>> Start Passage to read

[PATCH v2] mm, oom: task_will_free_mem(current) should ignore MMF_OOM_SKIP for once.

Tetsuo Handa <penguin-kernel@xxxxxxxxxxxxxxxxxxx> · Sat, 19 Aug 2017 15:23:19 +0900

Tetsuo Handa wrote at http://lkml.kernel.org/r/201708102328.ACD34352.OHFOLJMQVSFOFt@xxxxxxxxxxxxxxxxxxx :
> Michal Hocko wrote:
> > On Thu 10-08-17 21:10:30, Tetsuo Handa wrote:
> > > Michal Hocko wrote:
> > > > On Tue 08-08-17 11:14:50, Tetsuo Handa wrote:
> > > > > Michal Hocko wrote:
> > > > > > On Sat 05-08-17 10:02:55, Tetsuo Handa wrote:
> > > > > > > Michal Hocko wrote:
> > > > > > > > On Wed 26-07-17 20:33:21, Tetsuo Handa wrote:
> > > > > > > > > My question is, how can users know it if somebody was OOM-killed needlessly
> > > > > > > > > by allowing MMF_OOM_SKIP to race.
> > > > > > > > 
> > > > > > > > Is it really important to know that the race is due to MMF_OOM_SKIP?
> > > > > > > 
> > > > > > > Yes, it is really important. Needlessly selecting even one OOM victim is
> > > > > > > a pain which is difficult to explain to and persuade some of customers.
> > > > > > 
> > > > > > How is this any different from a race with a task exiting an releasing
> > > > > > some memory after we have crossed the point of no return and will kill
> > > > > > something?
> > > > > 
> > > > > I'm not complaining about an exiting task releasing some memory after we have
> > > > > crossed the point of no return.
> > > > > 
> > > > > What I'm saying is that we can postpone "the point of no return" if we ignore
> > > > > MMF_OOM_SKIP for once (both this "oom_reaper: close race without using oom_lock"

>> End Passage to read
>> Start Information provided

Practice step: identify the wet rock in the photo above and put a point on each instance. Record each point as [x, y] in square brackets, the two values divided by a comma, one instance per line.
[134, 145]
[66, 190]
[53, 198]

>> End Information provided

◆ Set of tasks:
1. Please copy the part of the OOM-killer patch thread starting at "Tetsuo Handa wrote at" and ending at "due to MMF_OOM_SKIP?".
2. Carry on the OOM-killer patch thread from the point where it stops.
The lines are separate material, apart from the OOM-killer patch thread.

◆ Answers for this exercise:
1.
Tetsuo Handa wrote at http://lkml.kernel.org/r/201708102328.ACD34352.OHFOLJMQVSFOFt@xxxxxxxxxxxxxxxxxxx :
> Michal Hocko wrote:
> > On Thu 10-08-17 21:10:30, Tetsuo Handa wrote:
> > > Michal Hocko wrote:
> > > > On Tue 08-08-17 11:14:50, Tetsuo Handa wrote:
> > > > > Michal Hocko wrote:
> > > > > > On Sat 05-08-17 10:02:55, Tetsuo Handa wrote:
> > > > > > > Michal Hocko wrote:
> > > > > > > > On Wed 26-07-17 20:33:21, Tetsuo Handa wrote:
> > > > > > > > > My question is, how can users know it if somebody was OOM-killed needlessly
> > > > > > > > > by allowing MMF_OOM_SKIP to race.
> > > > > > > > 
> > > > > > > > Is it really important to know that the race is due to MMF_OOM_SKIP?

2.
> > > > > thread and "mm, oom: task_will_free_mem(current) should ignore MMF_OOM_SKIP for
> > > > > once." thread). These are race conditions we can avoid without crystal ball.
> > > > 
> > > > If those races are really that common than we can handle them even
> > > > without "try once more" tricks. Really this is just an ugly hack. If you
> > > > really care then make sure that we always try to allocate from memory
> > > > reserves before going down the oom path. In other words, try to find a
> > > > robust solution rather than tweaks around a problem.
> > > 
> > > Since your "mm, oom: allow oom reaper to race with exit_mmap" patch removes
> > > oom_lock serialization from the OOM reaper, possibility of calling out_of_memory()
> > > due to successful mutex_trylock(&oom_lock) would increase when the OOM reaper set
> > > MMF_OOM_SKIP quickly.
> > > 
> > > What if task_is_oom_victim(current) became true and MMF_OOM_SKIP was set
> > > on current->mm between after __gfp_pfmemalloc_flags() returned 0 and before
> > > out_of_memory() is called (due to successful mutex_trylock(&oom_lock)) ?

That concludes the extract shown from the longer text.